- [Your instructions]:
The whole listing is to be transcribed exactly as it stands.

- [Source records]:
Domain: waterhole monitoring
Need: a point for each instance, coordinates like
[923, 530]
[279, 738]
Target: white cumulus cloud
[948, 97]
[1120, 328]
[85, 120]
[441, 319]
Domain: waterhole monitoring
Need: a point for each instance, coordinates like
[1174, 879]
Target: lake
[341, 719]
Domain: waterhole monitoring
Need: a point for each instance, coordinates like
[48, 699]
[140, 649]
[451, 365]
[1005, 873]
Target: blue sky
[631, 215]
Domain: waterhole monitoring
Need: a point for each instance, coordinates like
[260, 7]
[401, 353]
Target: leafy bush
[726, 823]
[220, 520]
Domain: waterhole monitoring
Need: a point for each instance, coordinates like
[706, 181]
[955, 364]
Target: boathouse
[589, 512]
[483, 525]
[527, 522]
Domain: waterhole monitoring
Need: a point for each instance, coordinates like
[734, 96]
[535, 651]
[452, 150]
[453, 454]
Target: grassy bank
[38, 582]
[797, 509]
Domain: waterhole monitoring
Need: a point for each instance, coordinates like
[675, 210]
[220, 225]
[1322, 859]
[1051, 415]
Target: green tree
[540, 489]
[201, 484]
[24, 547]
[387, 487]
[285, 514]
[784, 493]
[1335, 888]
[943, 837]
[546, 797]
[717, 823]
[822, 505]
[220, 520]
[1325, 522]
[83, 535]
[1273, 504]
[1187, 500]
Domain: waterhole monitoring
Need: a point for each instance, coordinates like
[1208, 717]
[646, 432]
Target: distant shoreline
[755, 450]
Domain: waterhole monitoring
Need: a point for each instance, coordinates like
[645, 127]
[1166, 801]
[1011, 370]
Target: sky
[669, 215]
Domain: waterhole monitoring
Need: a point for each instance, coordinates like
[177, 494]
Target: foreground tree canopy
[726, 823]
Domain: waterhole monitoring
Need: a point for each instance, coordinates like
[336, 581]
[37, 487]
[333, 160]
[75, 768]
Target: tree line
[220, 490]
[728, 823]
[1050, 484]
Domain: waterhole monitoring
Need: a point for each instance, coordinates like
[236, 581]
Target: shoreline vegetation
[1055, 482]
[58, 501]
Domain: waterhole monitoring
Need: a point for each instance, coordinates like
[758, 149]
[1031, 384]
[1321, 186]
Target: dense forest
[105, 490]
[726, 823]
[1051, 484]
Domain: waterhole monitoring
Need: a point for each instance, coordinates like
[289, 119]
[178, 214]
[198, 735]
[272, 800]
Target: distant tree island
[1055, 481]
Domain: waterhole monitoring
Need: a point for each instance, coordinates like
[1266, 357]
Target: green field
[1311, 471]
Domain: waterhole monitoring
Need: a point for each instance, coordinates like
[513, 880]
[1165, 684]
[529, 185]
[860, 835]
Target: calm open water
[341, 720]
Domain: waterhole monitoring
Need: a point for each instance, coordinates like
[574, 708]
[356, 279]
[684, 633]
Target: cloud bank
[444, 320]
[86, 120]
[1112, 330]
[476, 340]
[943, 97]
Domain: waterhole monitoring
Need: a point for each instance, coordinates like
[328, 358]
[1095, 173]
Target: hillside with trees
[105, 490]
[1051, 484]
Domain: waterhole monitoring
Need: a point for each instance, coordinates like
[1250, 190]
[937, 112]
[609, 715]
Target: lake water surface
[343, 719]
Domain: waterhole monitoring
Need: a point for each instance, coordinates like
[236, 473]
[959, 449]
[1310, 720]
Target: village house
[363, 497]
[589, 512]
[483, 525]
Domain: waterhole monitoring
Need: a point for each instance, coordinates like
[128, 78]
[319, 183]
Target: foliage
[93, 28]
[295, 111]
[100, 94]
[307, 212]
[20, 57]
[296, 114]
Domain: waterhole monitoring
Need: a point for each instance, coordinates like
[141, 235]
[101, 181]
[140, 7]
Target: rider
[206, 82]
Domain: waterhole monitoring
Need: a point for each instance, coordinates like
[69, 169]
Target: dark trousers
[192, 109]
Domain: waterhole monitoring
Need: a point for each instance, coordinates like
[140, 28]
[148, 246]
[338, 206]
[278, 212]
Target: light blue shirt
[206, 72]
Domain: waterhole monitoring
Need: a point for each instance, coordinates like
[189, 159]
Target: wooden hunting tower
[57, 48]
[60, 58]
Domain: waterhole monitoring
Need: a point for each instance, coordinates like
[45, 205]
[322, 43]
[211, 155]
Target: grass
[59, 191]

- [Result of this exercise]:
Domain: waterhole monitoring
Need: a point for each instance, coordinates like
[923, 530]
[279, 738]
Target: white cumulus cloud
[948, 97]
[1120, 328]
[85, 120]
[441, 319]
Domain: waterhole monitoring
Need: a point for each instance, coordinates like
[1174, 879]
Target: lake
[341, 719]
Domain: waterhole monitoring
Need: a point for each instance, coordinates like
[48, 699]
[140, 649]
[451, 365]
[1005, 873]
Target: blue sky
[631, 215]
Domain: waterhole monitoring
Need: a point for each instance, coordinates like
[260, 7]
[401, 353]
Target: leafy bush
[726, 823]
[220, 520]
Domain: waterhole monitoring
Need: a point for each instance, coordinates like
[706, 181]
[955, 364]
Target: boathouse
[589, 512]
[483, 525]
[527, 522]
Domain: waterhole monitoring
Need: a point for each instance, coordinates like
[734, 96]
[535, 651]
[452, 150]
[453, 454]
Target: grassy bank
[38, 582]
[797, 509]
Domain: waterhole monitoring
Need: a point for each instance, coordinates like
[675, 210]
[220, 225]
[1322, 859]
[1051, 415]
Target: green tree
[540, 489]
[201, 484]
[24, 547]
[387, 487]
[285, 514]
[784, 493]
[1335, 888]
[943, 837]
[546, 797]
[717, 823]
[822, 505]
[220, 520]
[1325, 522]
[83, 535]
[1273, 504]
[1187, 500]
Domain: waterhole monitoring
Need: a point for each instance, coordinates like
[1208, 717]
[646, 432]
Target: distant shoreline
[755, 450]
Domain: waterhole monitoring
Need: a point for each instance, coordinates like
[645, 127]
[1166, 801]
[1011, 370]
Target: sky
[669, 215]
Domain: waterhole monitoring
Need: a point for each instance, coordinates like
[177, 494]
Target: foreground tree canopy
[726, 823]
Domain: waterhole monitoring
Need: a point for each instance, coordinates like
[336, 581]
[37, 487]
[333, 160]
[75, 768]
Target: tree line
[220, 490]
[728, 823]
[1050, 484]
Domain: waterhole monitoring
Need: a point for each instance, coordinates like
[236, 581]
Target: shoreline vegetation
[1055, 482]
[58, 501]
Domain: waterhole monitoring
Need: a point for each instance, coordinates like
[758, 149]
[1031, 384]
[1321, 186]
Target: dense forest
[105, 490]
[726, 823]
[1051, 484]
Domain: waterhole monitoring
Need: a point for each instance, coordinates like
[289, 119]
[178, 214]
[198, 735]
[272, 800]
Target: distant tree island
[1055, 481]
Domain: waterhole monitoring
Need: a point for each instance, coordinates like
[1266, 357]
Target: green field
[1311, 471]
Domain: waterhole monitoring
Need: a point for each instance, coordinates like
[513, 880]
[1165, 684]
[529, 185]
[860, 835]
Target: calm open water
[341, 720]
Domain: waterhole monitoring
Need: a point for each instance, coordinates like
[574, 708]
[356, 279]
[684, 633]
Target: cloud bank
[444, 320]
[86, 120]
[1112, 330]
[476, 340]
[943, 97]
Domain: waterhole monitoring
Need: a point for each instance, coordinates like
[328, 358]
[1095, 173]
Target: hillside with trees
[105, 490]
[1051, 484]
Domain: waterhole monitoring
Need: a point for each instance, coordinates like
[1250, 190]
[937, 112]
[609, 715]
Target: lake water surface
[343, 719]
Domain: waterhole monitoring
Need: a point for each instance, coordinates like
[236, 473]
[959, 449]
[1310, 720]
Target: village house
[363, 497]
[589, 512]
[483, 525]
Domain: waterhole monitoring
Need: a point for each instance, coordinates like
[128, 78]
[319, 183]
Target: foliage
[93, 28]
[295, 111]
[100, 94]
[307, 212]
[20, 57]
[296, 114]
Domain: waterhole monitoring
Need: a point for each instance, coordinates like
[141, 235]
[101, 181]
[140, 7]
Target: rider
[206, 82]
Domain: waterhole monitoring
Need: a point for each instance, coordinates like
[69, 169]
Target: dark trousers
[192, 109]
Domain: waterhole monitoring
Need: a point for each instance, coordinates like
[140, 28]
[148, 246]
[338, 206]
[278, 212]
Target: light blue shirt
[206, 72]
Domain: waterhole monitoring
Need: a point for each instance, coordinates like
[189, 159]
Target: wooden hunting tower
[57, 48]
[60, 58]
Domain: waterhole monitoring
Need: a point for each instance, coordinates like
[45, 205]
[322, 43]
[211, 155]
Target: grass
[59, 191]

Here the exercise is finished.